## [Problem set]
**A)** In the Easter reflection, list every place its final paragraph names as somewhere he was out in public.
**B)** Pick up the Easter reflection after its last sentence and carry it forward.
** begin Reading passage **
Taking Easter Personally

According to the scripture, the angel said to the women: “Do not be afraid. I know that you are looking for Jesus, who was crucified. But he is not here. For he has been raised.”

From the beginning, the world tried to corner him. To trap him. To destroy him. 

When he was still an infant, Herod sent spies to look for him. To hunt him down. To kill him. But he was gone.

When that didn’t work, Herod tried to make co-conspirators out of the wise men who were looking for him. To use them as unwitting accomplices. That failed, too. 

So, Herod slaughtered all of the children in and around Bethlehem who were two years old or younger. Surely, he couldn’t survive so merciless and comprehensive an extermination. But somehow he did.

Not long after he entered his ministry, the authorities went after him. They tried to trap him with tricky questions about doctrine. They tried to corner him by manipulating words of scripture. They tried to destroy him by luring him into opposing the power of Rome. 

The truth he spoke inspired his followers. But it also made people angry. So, sometimes hostile crowds tried to trap him, to corner him, to destroy him. Somehow, he always managed to slip away. 

And then a ridiculous parody of a cornering and trapping: a betrayal in the night, taking him as if he had been hiding from the world when he had been standing on top of mountains talking to crowds. In the marketplace. Hanging around at weddings. At the seashore talking with friends and with mobs of the curious.
** end Reading passage **
** begin Data provided **
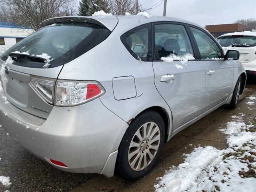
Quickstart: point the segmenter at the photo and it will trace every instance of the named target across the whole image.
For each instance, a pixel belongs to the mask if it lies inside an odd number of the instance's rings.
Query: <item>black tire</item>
** end Data provided **
## [Answers for the exercise]
**A)**
- On top of mountains, talking to crowds
- In the marketplace
- At weddings
- At the seashore, talking with friends and with mobs of the curious

**B)**
We can almost imagine a wry smile on his face when he pointed out that they did not corner him, trap him, capture him. He’d been there all along. Indeed, it was his very presence that unsettled them.

Then a terrible time of reckoning. Mocked. Tortured. Crucified. Killed. And everyone thought: well, there it is; no escaping this time. It seemed finished. It’s all over now.

But, when the stone was rolled away, an unthinkable and unimaginable truth shone out of the dark tomb. Even in death he was not cornered, trapped, destroyed. Even death itself failed to capture him, to hold him, to crush him.

Gone. He was gone.

Easter brings with it many lessons. 

I would never presume to tell you how you should think about it or experience it. That’s something to be worked out in a quiet conversation between you and God. Maybe you’re still figuring it out. In many ways, I am, too. 

But I will offer this thought, for what it’s worth. 

It may be that for you the most important lesson of Easter is that you are never cornered, never trapped, never destroyed. Not while you’re in the care and under the watch of an infinitely compassionate and infinitely powerful God. Which you are. 

Just when they think they’ve got you, you’re gone. Not because that’s in your power. But because that’s in his.

Perhaps this is hard for you to believe. Maybe some part of your life has you feeling as if there’s no exit. 

An illness. Economic struggles. Bad choices. An abusive relationship. An addiction. Loneliness. Depression. A deep and persistent sadness from a terrible loss.

But when the sun came up on this Easter Day, the One who made the sun and who made this day had something to say to you:

“You are not cornered.

“You are not trapped.

“You are not destroyed.

“You are gone. Gone into my arms.” 

The very Creator of the universe knows your name, knows where you are, knows what you need, and knows your way forward. 

Open yourself to it. Listen for it. Feel it. Take it in. Embrace it. It is the truth that he promised would set you free.

Good morning, you blessed Easter people. 

He is risen.

He is risen, indeed. 

And so, by the power and grace of God, 

Are you.

Amen.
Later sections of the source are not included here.